(Working data Opens)

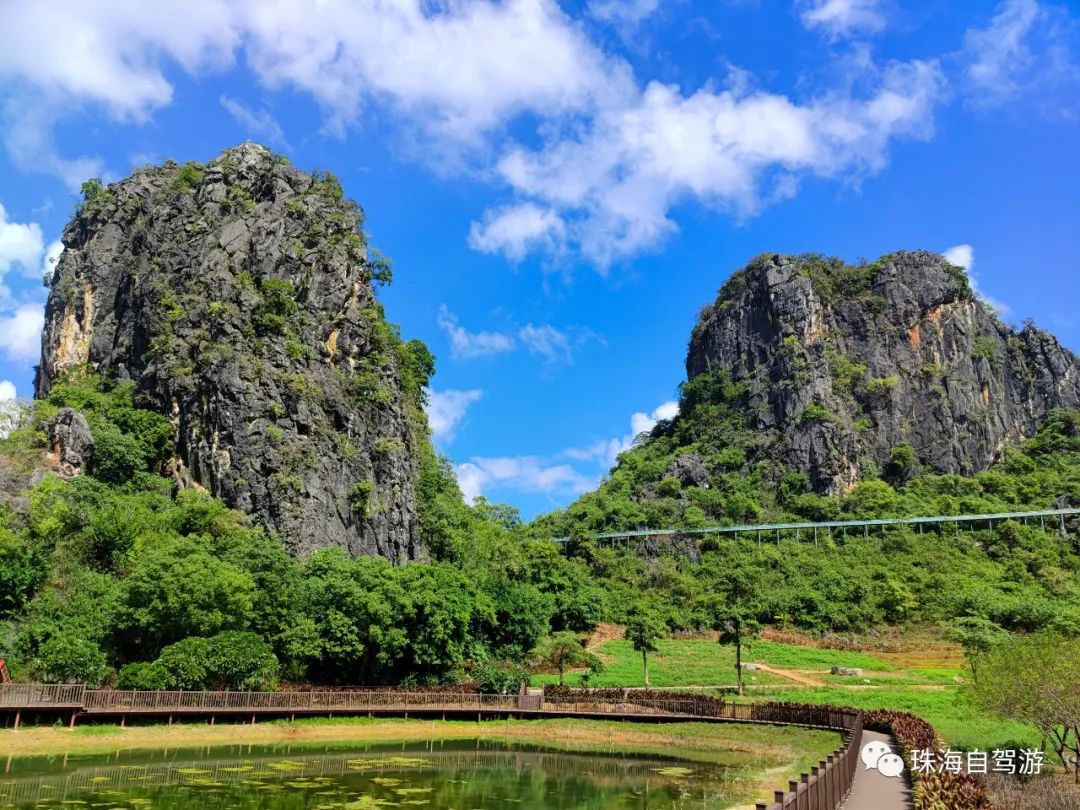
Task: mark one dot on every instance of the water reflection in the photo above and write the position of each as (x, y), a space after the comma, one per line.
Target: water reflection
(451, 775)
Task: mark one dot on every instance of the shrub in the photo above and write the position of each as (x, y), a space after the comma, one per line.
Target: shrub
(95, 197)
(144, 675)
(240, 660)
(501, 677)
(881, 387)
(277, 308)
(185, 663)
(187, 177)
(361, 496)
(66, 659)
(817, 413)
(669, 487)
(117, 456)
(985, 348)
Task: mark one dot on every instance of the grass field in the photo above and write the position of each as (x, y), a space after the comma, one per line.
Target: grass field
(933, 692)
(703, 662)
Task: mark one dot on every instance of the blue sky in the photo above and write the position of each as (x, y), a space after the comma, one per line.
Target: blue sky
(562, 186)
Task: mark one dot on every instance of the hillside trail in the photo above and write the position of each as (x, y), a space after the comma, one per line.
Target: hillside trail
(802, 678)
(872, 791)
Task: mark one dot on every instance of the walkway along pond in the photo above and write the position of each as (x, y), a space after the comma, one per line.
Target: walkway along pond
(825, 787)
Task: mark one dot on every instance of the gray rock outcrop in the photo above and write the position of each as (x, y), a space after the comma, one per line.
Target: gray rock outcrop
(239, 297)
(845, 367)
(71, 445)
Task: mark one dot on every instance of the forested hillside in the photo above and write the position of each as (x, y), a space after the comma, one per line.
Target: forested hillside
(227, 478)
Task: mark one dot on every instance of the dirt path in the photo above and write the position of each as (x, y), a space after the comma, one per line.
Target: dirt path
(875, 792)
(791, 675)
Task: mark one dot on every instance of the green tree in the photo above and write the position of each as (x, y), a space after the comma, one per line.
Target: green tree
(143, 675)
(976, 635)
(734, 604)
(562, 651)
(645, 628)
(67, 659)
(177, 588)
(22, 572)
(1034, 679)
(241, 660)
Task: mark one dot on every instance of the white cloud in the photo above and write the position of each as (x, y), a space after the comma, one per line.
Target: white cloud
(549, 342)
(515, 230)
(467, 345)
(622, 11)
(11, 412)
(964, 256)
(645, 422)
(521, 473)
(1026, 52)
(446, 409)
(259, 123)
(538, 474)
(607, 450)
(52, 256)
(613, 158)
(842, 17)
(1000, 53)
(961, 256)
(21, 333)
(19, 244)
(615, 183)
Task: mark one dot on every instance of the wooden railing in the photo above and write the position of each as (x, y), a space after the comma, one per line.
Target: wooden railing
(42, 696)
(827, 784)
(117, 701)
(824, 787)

(Working data Closes)
(Working data Opens)

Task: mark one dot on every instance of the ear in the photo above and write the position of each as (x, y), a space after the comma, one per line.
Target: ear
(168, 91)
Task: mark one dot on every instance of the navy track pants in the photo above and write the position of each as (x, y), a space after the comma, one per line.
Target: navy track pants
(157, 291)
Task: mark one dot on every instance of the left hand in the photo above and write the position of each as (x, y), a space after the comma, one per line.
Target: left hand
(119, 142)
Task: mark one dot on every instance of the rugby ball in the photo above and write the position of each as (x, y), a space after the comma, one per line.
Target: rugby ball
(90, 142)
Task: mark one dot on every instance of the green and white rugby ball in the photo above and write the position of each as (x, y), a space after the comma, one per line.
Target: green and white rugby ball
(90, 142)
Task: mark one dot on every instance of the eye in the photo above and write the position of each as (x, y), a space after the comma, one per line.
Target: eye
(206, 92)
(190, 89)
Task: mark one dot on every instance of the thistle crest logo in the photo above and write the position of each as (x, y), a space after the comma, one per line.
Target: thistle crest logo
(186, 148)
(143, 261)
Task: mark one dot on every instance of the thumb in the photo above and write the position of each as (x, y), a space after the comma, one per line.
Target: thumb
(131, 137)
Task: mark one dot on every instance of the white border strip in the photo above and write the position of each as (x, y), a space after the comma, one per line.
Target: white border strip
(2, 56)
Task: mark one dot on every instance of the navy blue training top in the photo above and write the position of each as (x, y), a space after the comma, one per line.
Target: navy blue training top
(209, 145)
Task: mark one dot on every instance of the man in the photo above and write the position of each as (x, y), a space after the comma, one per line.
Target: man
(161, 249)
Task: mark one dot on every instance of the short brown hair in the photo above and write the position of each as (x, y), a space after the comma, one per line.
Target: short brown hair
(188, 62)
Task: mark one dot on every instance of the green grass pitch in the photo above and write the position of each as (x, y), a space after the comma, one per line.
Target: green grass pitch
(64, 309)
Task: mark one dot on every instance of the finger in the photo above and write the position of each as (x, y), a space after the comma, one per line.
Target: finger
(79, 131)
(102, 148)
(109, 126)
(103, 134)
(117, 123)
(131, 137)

(Working data Closes)
(Working data Opens)

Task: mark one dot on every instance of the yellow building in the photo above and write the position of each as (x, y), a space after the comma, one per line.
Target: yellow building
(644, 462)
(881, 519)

(Working data Closes)

• Work order:
Out of the listing above, reproduce exactly the lines from the one with "Task: mark one dot on every instance of the white border" up to and including the one with "Task: mark one dot on every instance of the finger".

• Expected output:
Task: mark one dot on every instance of the white border strip in the photo above and write the position of each as (x, y), a space after the comma, one per line.
Target: white border strip
(2, 56)
Task: mark one dot on every instance of the navy blue training top in the photo above and write the position of each as (x, y), a space after the comma, one per line.
Target: navy blue training top
(209, 145)
Task: mark one dot on every instance of the man in the photo above and write the position of each as (x, y), a space after the comma, one per line.
Target: man
(161, 249)
Task: mark one dot on every instance of the short brown hair in the photo above and write the position of each as (x, y), a space after the comma, one per line.
Target: short brown hair
(188, 62)
Task: mark one dot on every instance of the green grass pitch in the photo above and write the position of each as (x, y), a space after the comma, one per line.
Target: green grass pitch
(64, 309)
Task: mark one dot on every instance of the finger in the photo above and write the position of each as (x, y), a space after the comma, one per line.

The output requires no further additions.